--- SOURCE TEXT ---

One one kind of money existed in the early Middle Ages: coins containing precious metal–in Western Europe from the eighth century, almost exclusively silver…. This was a problem because his [Charlemagne’s] kingdom, as well as the rest of western Europe, suffered from a negative balance of trade. Kings, bishops, and aristocrats demanded expensive eastern luxuries, such as silk, spices, and gems, and the merchants who sold such items demanded to be paid in silver and gold, for they were interested in very few other European products. Precious metals thus flowed from the west to the Middle East and Asia, depleting the western stock of gold and silver. European mines produced little silver and almost no gold, so the metal stock could not be replenished through mining…. Europe was starved for gold and silver; European commerce needed an injection of precious metals, and the Vikings provided what was needed.

--- GIVEN INFORMATION ---

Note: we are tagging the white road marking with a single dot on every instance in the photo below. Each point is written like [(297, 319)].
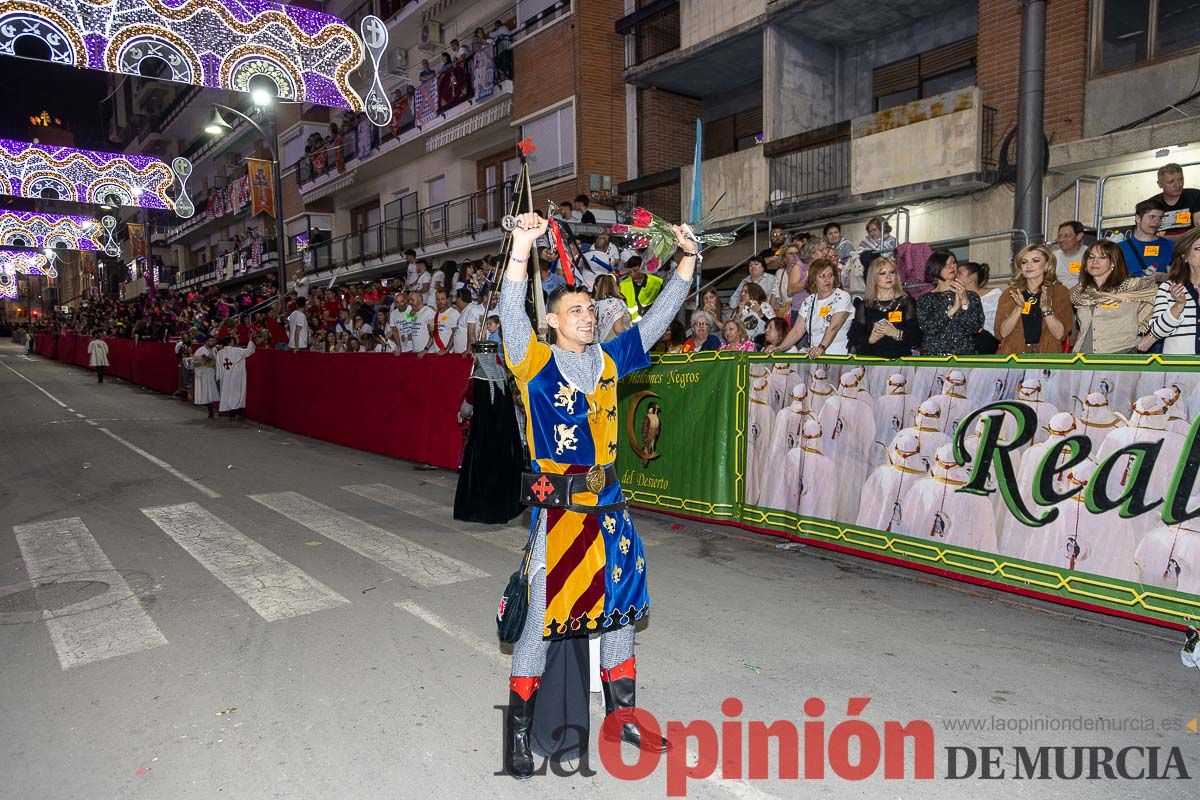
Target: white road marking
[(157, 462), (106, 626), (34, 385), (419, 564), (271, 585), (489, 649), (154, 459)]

---

_WHAT TO WORK ON:_ According to the passage above on early medieval money, why could Western Europe's stock of gold and silver not be replenished through mining?

_SOLUTION TO THIS PROBLEM:_ European mines produced little silver and almost no gold.